When ChatGPT, a cutting-edge artificial-intelligence chatbot, launched in November, it captured the attention of the legal community.
Some lawyers worried that the program — which can generate eerily human-sounding text in response to complex written prompts — would make them obsolete. Law professors discovered that the bot can pass their exams. One CEO offered $1 million to any Supreme Court litigator willing to let ChatGPT argue their case (a prospect both ethically dubious and physically impossible).
Naturally, here at SCOTUSblog, we began to wonder about our own risk of A.I. displacement. Could ChatGPT explain complex opinions? Could it elucidate, in plain English, arcane aspects of Supreme Court procedure? Could it shine a light on the shadow docket or break down the debate over court reform? At the very least, could it answer common questions about how the Supreme Court works?
We sought to find out. We created a list of 50 questions about the Supreme Court and fed them one by one to ChatGPT. The questions covered a range of topics: important rulings, justices past and present, history, procedure, and legal doctrine. Some were requests for basic facts (like Question #3: When does each new Supreme Court term begin?). Others were open-ended prompts that demanded a logical explanation (like Question #36: Why was Anthony Kennedy considered an important swing justice?). Many were inspired by common questions we receive from readers on our live blogs, on Twitter, and on TikTok. The bot has limited knowledge of events after 2021, so we didn’t ask about current cases and controversies.

Saved entries
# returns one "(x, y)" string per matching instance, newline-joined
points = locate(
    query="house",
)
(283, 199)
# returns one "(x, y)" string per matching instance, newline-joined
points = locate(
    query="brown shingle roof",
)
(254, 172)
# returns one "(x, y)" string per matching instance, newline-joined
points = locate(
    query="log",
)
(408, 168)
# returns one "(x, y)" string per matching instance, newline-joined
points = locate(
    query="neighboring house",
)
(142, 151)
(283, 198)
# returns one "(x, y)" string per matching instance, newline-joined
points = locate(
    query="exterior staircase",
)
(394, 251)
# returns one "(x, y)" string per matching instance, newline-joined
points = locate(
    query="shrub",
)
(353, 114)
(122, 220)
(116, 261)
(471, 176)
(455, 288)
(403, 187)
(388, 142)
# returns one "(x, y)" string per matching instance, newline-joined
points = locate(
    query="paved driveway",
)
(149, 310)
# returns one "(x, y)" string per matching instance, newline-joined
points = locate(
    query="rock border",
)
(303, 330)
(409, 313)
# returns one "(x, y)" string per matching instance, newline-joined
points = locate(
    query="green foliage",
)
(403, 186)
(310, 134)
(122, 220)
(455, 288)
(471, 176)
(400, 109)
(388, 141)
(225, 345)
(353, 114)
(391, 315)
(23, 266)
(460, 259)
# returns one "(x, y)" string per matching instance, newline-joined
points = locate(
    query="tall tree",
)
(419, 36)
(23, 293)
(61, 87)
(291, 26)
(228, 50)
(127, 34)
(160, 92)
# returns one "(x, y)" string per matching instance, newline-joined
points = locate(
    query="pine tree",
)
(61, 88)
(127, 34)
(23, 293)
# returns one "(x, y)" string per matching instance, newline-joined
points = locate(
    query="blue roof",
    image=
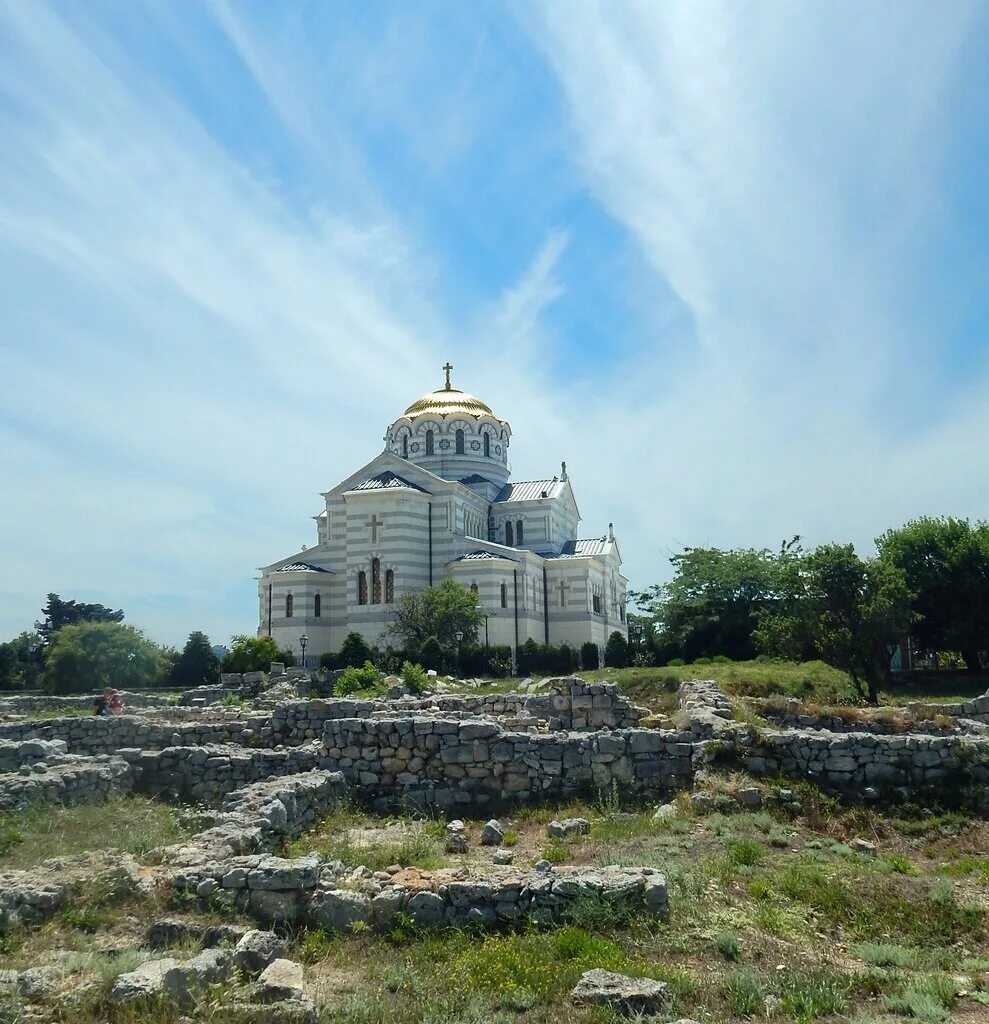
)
(525, 491)
(387, 479)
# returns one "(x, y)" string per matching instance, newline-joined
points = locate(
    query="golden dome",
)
(447, 401)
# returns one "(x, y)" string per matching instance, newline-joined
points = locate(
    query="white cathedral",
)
(437, 503)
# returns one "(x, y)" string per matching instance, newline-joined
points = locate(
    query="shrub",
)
(616, 651)
(431, 654)
(366, 681)
(354, 652)
(589, 656)
(414, 677)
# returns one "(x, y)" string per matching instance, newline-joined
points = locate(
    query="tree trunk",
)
(971, 656)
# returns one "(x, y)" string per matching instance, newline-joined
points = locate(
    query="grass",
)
(133, 824)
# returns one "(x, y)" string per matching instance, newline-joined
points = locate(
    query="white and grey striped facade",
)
(437, 503)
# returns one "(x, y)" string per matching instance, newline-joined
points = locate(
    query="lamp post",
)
(458, 636)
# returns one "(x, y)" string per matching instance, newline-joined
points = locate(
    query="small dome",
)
(447, 401)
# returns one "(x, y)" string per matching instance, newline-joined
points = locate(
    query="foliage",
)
(945, 562)
(589, 656)
(22, 662)
(852, 610)
(431, 654)
(439, 611)
(546, 658)
(366, 681)
(414, 678)
(354, 651)
(58, 613)
(249, 653)
(616, 651)
(713, 602)
(88, 656)
(198, 664)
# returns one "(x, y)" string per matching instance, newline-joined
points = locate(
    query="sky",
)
(729, 260)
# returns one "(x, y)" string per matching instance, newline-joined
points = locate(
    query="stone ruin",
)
(272, 768)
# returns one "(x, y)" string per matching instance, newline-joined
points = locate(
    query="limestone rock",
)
(568, 826)
(619, 992)
(256, 950)
(282, 979)
(492, 834)
(147, 980)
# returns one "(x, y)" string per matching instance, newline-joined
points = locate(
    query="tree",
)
(712, 604)
(589, 656)
(58, 613)
(198, 664)
(89, 656)
(436, 611)
(354, 651)
(852, 610)
(22, 662)
(946, 564)
(616, 651)
(254, 654)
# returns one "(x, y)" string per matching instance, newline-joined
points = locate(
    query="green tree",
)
(249, 653)
(440, 611)
(354, 651)
(851, 610)
(87, 656)
(22, 662)
(197, 665)
(713, 603)
(946, 564)
(616, 651)
(589, 656)
(58, 612)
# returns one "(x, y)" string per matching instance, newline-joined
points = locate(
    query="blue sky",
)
(728, 260)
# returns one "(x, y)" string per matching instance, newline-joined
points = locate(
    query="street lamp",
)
(458, 636)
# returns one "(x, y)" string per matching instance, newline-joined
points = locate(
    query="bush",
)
(354, 652)
(431, 655)
(414, 677)
(616, 651)
(589, 656)
(366, 681)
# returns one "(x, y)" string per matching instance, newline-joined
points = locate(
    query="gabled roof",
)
(387, 479)
(526, 491)
(596, 546)
(482, 556)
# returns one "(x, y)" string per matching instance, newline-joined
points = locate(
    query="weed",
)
(743, 992)
(729, 945)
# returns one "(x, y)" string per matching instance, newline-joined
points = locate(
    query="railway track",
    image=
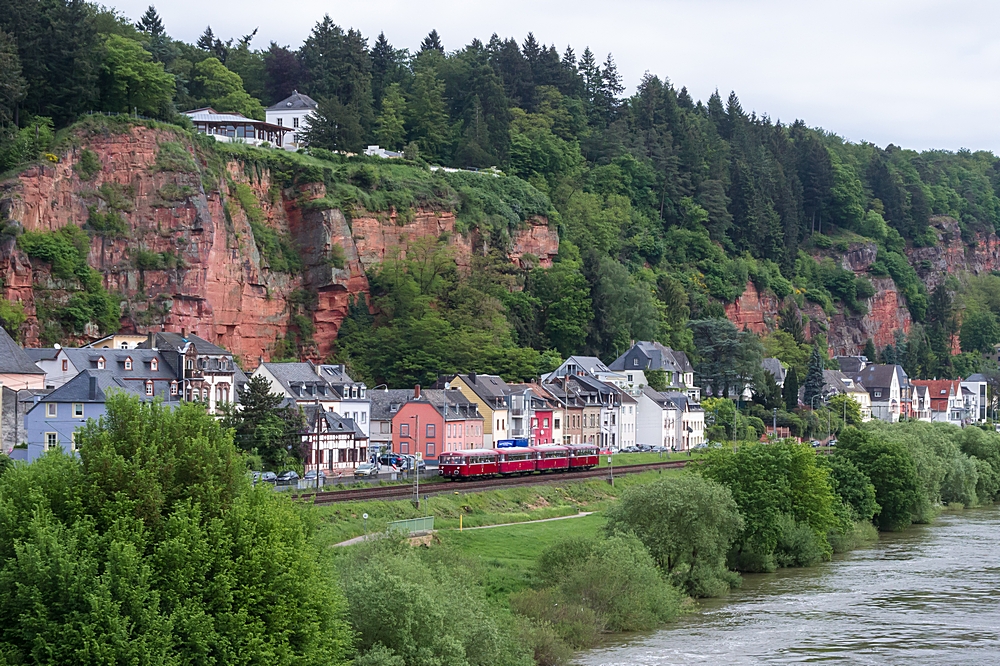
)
(405, 491)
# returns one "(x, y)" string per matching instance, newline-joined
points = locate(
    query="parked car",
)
(391, 459)
(288, 476)
(366, 469)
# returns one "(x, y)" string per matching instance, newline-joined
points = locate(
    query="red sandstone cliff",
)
(220, 287)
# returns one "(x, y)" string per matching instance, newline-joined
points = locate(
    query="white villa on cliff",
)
(292, 113)
(236, 128)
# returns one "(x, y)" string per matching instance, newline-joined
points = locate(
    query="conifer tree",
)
(207, 40)
(390, 131)
(432, 42)
(790, 390)
(814, 379)
(150, 23)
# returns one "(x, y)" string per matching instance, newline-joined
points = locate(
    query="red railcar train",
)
(478, 463)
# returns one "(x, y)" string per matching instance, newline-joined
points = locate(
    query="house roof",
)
(838, 382)
(661, 399)
(658, 357)
(490, 388)
(851, 365)
(334, 422)
(775, 367)
(684, 403)
(382, 402)
(179, 343)
(42, 353)
(106, 381)
(13, 359)
(114, 359)
(293, 102)
(450, 403)
(875, 377)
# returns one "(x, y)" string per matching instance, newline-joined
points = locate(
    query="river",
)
(929, 595)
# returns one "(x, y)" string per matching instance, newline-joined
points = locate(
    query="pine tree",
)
(790, 390)
(432, 42)
(207, 40)
(12, 86)
(428, 115)
(282, 73)
(150, 23)
(814, 379)
(390, 131)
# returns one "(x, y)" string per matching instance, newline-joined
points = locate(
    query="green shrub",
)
(88, 164)
(574, 623)
(424, 613)
(688, 524)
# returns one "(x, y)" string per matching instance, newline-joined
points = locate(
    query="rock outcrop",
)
(206, 274)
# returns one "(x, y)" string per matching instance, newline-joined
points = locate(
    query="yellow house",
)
(489, 392)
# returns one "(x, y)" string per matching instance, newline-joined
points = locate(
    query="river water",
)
(929, 595)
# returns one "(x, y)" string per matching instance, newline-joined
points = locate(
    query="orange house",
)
(434, 421)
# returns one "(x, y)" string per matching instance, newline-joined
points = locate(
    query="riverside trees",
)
(152, 547)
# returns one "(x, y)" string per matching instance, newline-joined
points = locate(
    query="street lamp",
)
(416, 467)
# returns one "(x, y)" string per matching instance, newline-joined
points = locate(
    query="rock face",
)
(210, 278)
(887, 310)
(846, 332)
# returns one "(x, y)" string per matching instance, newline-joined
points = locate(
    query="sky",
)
(921, 74)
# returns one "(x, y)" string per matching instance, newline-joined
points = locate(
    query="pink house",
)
(434, 421)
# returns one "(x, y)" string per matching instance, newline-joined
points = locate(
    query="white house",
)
(977, 387)
(292, 112)
(236, 128)
(326, 385)
(656, 422)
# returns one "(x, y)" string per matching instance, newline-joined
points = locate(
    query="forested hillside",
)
(667, 207)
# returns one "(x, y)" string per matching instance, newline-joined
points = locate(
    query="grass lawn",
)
(518, 546)
(506, 556)
(343, 521)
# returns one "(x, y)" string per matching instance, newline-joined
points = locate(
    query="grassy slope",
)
(340, 522)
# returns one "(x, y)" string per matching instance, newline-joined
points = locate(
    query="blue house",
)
(55, 418)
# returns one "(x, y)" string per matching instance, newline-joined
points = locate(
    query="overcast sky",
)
(922, 74)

- _Your goal_
Please copy out the ChatGPT article in full, word for word. The entries have no connection to the ChatGPT article.

- _Result of this task_
When ChatGPT, a cutting-edge artificial-intelligence chatbot, launched in November, it captured the attention of the legal community.
Some lawyers worried that the program — which can generate eerily human-sounding text in response to complex written prompts — would make them obsolete. Law professors discovered that the bot can pass their exams. One CEO offered $1 million to any Supreme Court litigator willing to let ChatGPT argue their case (a prospect both ethically dubious and physically impossible).
Naturally, here at SCOTUSblog, we began to wonder about our own risk of A.I. displacement. Could ChatGPT explain complex opinions? Could it elucidate, in plain English, arcane aspects of Supreme Court procedure? Could it shine a light on the shadow docket or break down the debate over court reform? At the very least, could it answer common questions about how the Supreme Court works?
We sought to find out. We created a list of 50 questions about the Supreme Court and fed them one by one to ChatGPT. The questions covered a range of topics: important rulings, justices past and present, history, procedure, and legal doctrine. Some were requests for basic facts (like Question #3: When does each new Supreme Court term begin?). Others were open-ended prompts that demanded a logical explanation (like Question #36: Why was Anthony Kennedy considered an important swing justice?). Many were inspired by common questions we receive from readers on our live blogs, on Twitter, and on TikTok. The bot has limited knowledge of events after 2021, so we didn’t ask about current cases and controversies.